(Beginning of The data)

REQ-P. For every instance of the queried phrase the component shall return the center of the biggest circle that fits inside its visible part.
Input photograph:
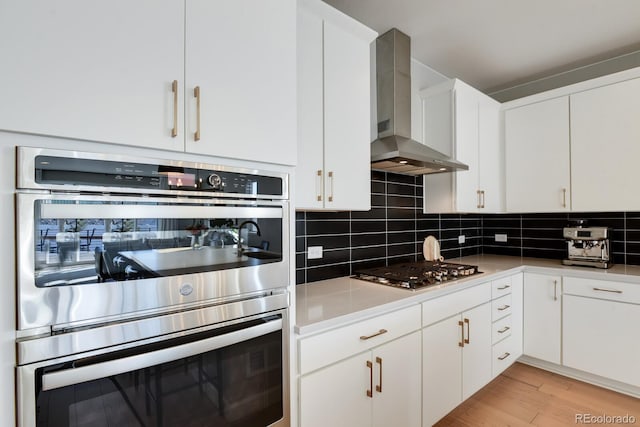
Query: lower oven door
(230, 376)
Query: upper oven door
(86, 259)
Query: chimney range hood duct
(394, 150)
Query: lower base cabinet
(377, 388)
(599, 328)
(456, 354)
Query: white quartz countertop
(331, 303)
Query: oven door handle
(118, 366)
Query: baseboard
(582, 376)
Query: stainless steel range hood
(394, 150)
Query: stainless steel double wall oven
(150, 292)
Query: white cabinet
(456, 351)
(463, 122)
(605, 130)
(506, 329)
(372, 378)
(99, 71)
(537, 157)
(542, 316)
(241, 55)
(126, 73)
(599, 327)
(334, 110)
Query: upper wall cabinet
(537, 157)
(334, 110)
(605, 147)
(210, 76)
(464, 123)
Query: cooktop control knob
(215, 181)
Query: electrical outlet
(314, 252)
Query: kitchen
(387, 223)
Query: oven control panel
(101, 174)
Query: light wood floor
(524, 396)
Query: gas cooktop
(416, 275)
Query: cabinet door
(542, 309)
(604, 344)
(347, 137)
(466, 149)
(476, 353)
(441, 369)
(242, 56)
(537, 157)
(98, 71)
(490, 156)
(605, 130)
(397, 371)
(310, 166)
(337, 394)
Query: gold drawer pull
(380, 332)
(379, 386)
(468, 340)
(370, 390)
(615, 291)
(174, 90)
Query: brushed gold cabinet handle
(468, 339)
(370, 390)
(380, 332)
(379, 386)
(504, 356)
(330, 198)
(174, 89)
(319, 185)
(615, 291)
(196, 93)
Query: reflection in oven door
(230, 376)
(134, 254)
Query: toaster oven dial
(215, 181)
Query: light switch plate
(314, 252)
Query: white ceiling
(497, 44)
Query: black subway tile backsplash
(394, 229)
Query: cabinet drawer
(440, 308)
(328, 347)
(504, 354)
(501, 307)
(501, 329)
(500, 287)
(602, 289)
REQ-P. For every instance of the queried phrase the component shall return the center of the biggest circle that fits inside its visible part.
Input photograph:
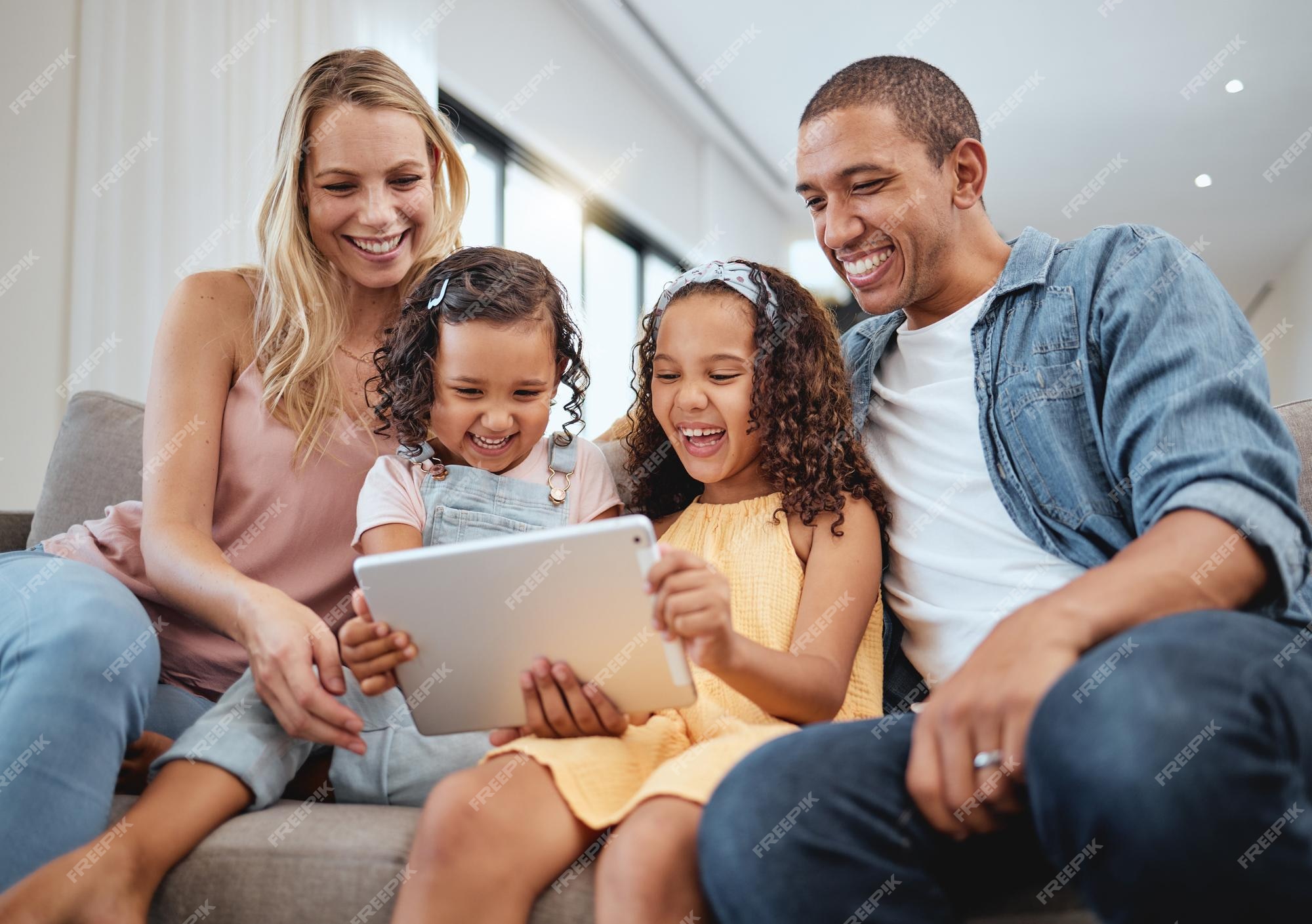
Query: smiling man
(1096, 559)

(End of The data)

What is needed: With the pictures excluded, the line containing "Query: cooktop control knob" and every line after it through the end of the data above are to be transcribed exactly, and nothing more.

Solution to this task:
Query: cooktop control knob
(215, 181)
Query: electrical outlet
(314, 252)
Query: kitchen
(387, 223)
Query: oven control panel
(101, 174)
Query: light wood floor
(524, 396)
Query: gas cooktop
(416, 275)
Query: cabinet door
(542, 309)
(604, 344)
(347, 137)
(466, 149)
(476, 353)
(441, 369)
(242, 56)
(537, 157)
(98, 71)
(490, 156)
(605, 130)
(397, 371)
(310, 166)
(337, 394)
Query: gold drawer pull
(380, 332)
(379, 386)
(468, 340)
(370, 390)
(615, 291)
(174, 90)
Query: brushed gold cabinet handle
(468, 339)
(370, 390)
(380, 332)
(379, 386)
(504, 356)
(330, 198)
(174, 89)
(319, 185)
(615, 291)
(196, 93)
Query: reflection in oven door
(230, 376)
(134, 254)
Query: toaster oven dial
(215, 181)
Query: light switch plate
(314, 252)
Query: white ceiling
(497, 44)
Query: black subway tile backsplash
(394, 229)
Query: cabinet drawer
(440, 308)
(328, 347)
(504, 354)
(501, 307)
(501, 329)
(500, 287)
(602, 289)
REQ-P. For every instance of the queried phrase the component shall return the center of the biggest circle that fits inside its visible part.
Input photograph:
Query: smiling man
(1096, 559)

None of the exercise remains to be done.